Emit the line that holds "Exercise. Point to every instance of the camera" and all lines following it through the end of the data, verbatim, and nothing else.

==*==

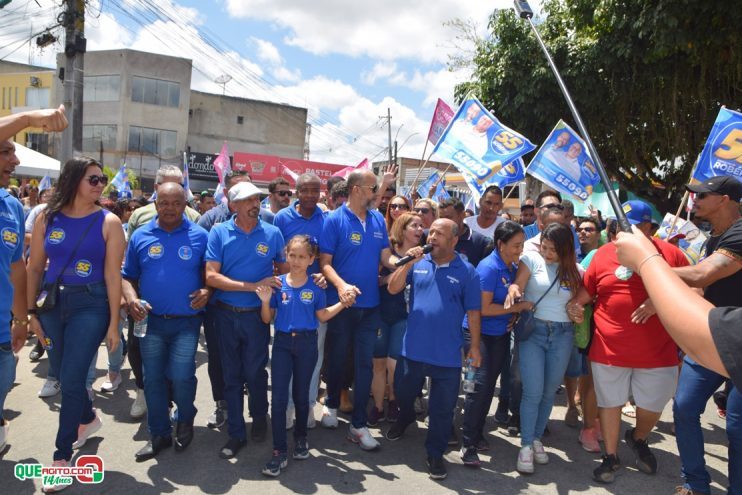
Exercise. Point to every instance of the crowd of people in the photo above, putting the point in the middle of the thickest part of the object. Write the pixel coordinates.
(384, 298)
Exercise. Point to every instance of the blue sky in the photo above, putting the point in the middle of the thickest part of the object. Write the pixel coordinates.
(344, 61)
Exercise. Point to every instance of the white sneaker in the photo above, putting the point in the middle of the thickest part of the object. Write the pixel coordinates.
(4, 434)
(539, 454)
(86, 431)
(290, 414)
(525, 460)
(363, 438)
(139, 408)
(311, 421)
(50, 389)
(113, 380)
(329, 417)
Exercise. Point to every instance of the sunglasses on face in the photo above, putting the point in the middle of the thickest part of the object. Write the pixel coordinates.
(94, 180)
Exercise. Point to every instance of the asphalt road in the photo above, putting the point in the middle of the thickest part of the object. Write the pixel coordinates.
(335, 465)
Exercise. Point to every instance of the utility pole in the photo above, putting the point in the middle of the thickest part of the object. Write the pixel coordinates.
(74, 50)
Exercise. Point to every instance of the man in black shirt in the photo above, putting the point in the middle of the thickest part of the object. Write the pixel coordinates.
(719, 273)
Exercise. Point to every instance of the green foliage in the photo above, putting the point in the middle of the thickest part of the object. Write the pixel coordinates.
(648, 77)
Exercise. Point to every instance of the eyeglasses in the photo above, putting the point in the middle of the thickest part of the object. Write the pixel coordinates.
(94, 180)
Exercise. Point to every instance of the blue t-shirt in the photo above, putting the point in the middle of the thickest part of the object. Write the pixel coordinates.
(247, 257)
(296, 307)
(167, 265)
(440, 296)
(290, 222)
(495, 276)
(356, 252)
(13, 231)
(553, 306)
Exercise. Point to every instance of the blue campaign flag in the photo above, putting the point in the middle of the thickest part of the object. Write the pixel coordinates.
(509, 174)
(722, 153)
(424, 189)
(478, 144)
(563, 163)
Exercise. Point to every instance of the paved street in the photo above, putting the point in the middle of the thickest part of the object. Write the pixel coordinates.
(335, 465)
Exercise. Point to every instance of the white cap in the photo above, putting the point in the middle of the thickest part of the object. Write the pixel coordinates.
(243, 190)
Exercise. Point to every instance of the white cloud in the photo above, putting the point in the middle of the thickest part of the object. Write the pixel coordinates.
(383, 29)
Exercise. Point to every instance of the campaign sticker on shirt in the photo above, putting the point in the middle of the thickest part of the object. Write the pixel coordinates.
(10, 238)
(306, 296)
(185, 253)
(83, 268)
(623, 273)
(56, 236)
(262, 249)
(156, 251)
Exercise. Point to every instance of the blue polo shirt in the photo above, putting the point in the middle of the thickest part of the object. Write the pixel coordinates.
(167, 265)
(440, 296)
(495, 276)
(296, 307)
(247, 257)
(290, 222)
(12, 232)
(356, 252)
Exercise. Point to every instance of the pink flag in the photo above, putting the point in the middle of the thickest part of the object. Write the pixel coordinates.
(221, 163)
(345, 172)
(441, 117)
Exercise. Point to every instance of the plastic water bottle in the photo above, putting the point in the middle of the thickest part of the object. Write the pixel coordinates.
(469, 372)
(140, 327)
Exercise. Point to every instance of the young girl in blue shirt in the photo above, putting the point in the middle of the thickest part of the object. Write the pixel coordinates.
(298, 307)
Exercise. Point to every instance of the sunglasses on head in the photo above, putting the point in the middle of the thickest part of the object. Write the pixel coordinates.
(94, 180)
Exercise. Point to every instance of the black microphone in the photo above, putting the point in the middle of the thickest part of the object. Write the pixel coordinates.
(406, 259)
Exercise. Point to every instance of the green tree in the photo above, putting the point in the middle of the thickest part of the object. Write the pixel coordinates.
(648, 77)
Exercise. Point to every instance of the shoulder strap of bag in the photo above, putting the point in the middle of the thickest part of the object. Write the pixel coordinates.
(74, 251)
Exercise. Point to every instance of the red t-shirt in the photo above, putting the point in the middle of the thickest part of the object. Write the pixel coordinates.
(618, 341)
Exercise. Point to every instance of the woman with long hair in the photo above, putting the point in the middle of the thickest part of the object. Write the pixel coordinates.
(496, 273)
(548, 278)
(76, 305)
(406, 233)
(397, 205)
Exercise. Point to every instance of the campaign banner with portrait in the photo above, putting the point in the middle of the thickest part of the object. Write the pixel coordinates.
(562, 163)
(509, 174)
(722, 153)
(477, 144)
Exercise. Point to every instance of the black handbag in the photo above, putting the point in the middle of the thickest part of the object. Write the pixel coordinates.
(525, 324)
(48, 294)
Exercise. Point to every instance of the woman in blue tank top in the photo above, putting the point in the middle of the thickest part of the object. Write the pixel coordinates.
(84, 246)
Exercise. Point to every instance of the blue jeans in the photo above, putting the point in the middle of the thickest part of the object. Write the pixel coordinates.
(409, 377)
(294, 358)
(357, 327)
(169, 365)
(494, 351)
(7, 373)
(243, 344)
(696, 385)
(543, 360)
(77, 325)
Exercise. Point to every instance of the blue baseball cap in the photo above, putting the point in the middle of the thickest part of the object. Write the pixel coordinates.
(637, 211)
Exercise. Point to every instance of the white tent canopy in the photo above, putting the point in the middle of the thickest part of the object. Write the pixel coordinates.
(35, 164)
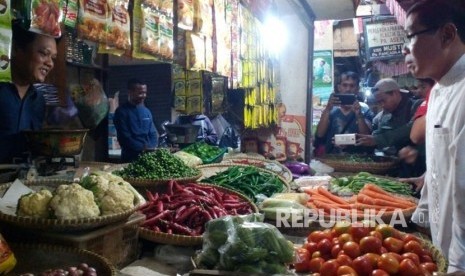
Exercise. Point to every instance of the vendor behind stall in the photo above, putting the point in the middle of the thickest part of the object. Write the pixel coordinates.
(21, 105)
(206, 132)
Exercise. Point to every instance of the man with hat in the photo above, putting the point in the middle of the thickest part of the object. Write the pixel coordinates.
(392, 125)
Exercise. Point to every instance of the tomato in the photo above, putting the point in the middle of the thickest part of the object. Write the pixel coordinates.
(335, 250)
(385, 230)
(426, 259)
(373, 258)
(315, 264)
(429, 266)
(329, 268)
(303, 258)
(316, 236)
(379, 272)
(351, 249)
(412, 256)
(393, 244)
(410, 237)
(346, 270)
(311, 247)
(359, 230)
(345, 238)
(329, 234)
(370, 244)
(413, 246)
(342, 227)
(389, 263)
(343, 259)
(325, 246)
(408, 268)
(376, 234)
(397, 256)
(362, 265)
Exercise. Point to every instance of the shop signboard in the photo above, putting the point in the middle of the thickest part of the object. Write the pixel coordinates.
(384, 38)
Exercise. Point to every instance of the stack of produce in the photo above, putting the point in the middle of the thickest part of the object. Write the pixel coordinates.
(246, 245)
(281, 204)
(159, 164)
(204, 151)
(370, 197)
(249, 181)
(185, 209)
(100, 193)
(363, 248)
(353, 184)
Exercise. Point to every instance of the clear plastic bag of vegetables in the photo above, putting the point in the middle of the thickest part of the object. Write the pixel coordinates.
(245, 244)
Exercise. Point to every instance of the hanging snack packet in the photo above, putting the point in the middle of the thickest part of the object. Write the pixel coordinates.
(166, 36)
(46, 16)
(186, 15)
(5, 46)
(71, 13)
(138, 24)
(150, 31)
(92, 20)
(203, 17)
(119, 24)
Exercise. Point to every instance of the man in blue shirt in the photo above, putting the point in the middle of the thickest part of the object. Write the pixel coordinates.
(134, 125)
(21, 105)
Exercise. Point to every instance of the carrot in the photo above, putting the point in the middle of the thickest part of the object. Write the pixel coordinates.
(392, 198)
(318, 196)
(374, 201)
(361, 206)
(329, 195)
(310, 191)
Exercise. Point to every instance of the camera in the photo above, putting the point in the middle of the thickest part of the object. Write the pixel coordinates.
(346, 99)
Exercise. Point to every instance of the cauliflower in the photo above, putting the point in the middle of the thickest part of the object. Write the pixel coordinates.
(112, 193)
(34, 204)
(73, 202)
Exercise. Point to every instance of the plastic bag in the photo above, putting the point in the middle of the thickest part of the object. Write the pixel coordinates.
(245, 244)
(92, 103)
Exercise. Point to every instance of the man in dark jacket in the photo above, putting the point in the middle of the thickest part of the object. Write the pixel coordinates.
(391, 126)
(134, 125)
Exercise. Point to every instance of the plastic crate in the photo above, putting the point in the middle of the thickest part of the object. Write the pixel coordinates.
(119, 243)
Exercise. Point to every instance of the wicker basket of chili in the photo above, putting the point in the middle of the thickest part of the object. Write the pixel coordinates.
(178, 214)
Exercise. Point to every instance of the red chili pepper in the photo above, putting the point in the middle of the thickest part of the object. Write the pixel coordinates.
(178, 228)
(159, 207)
(170, 187)
(152, 220)
(188, 212)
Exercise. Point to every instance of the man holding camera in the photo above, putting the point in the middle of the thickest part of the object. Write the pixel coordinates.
(343, 114)
(392, 125)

==*==

SOLUTION FOR THIS PROBLEM:
Exercise. Point to every instance of the camera in the photo above, putting the point in the middle of the thickest part of the object. Write the pixel coordinates.
(346, 99)
Exercise. Point to every instance of the cauliflower in the photo above, putting the point in the middle of the thickest part of the object. Write the pixel coordinates.
(112, 193)
(34, 204)
(73, 202)
Exercise. Point to every instance of the plastic bag in the photo above, putting the point in the middle of the thickest part of the object. Write the pixel coordinates.
(245, 244)
(92, 103)
Exercise. Point to every instance of the man in dark jacket in the photo above, putting the point in the middle of the thickest part of the object. Write the pixel coordinates.
(391, 126)
(134, 125)
Exercise. Point to every instance of the plastic crate in the photo above, putting the point in the middle of the thickest part of the object. Write the pixel coordinates.
(119, 243)
Exercise. Point to every instance of the wicker basket of chili in the photo above, putting the point in the middle of the thickest part of the object. Write the pixel coordinates.
(178, 214)
Exercise. Point to every instance of the red chili pepper in the photo above, putting the point in the middle of the thickest part of the object. Write the pixel coordinates.
(178, 228)
(159, 207)
(170, 187)
(152, 220)
(188, 212)
Exercise. Point to every instance of the man holding camera in the photo above, putting the point in the middle of the thickest part of the object. Write the pixel coordinates.
(343, 114)
(392, 125)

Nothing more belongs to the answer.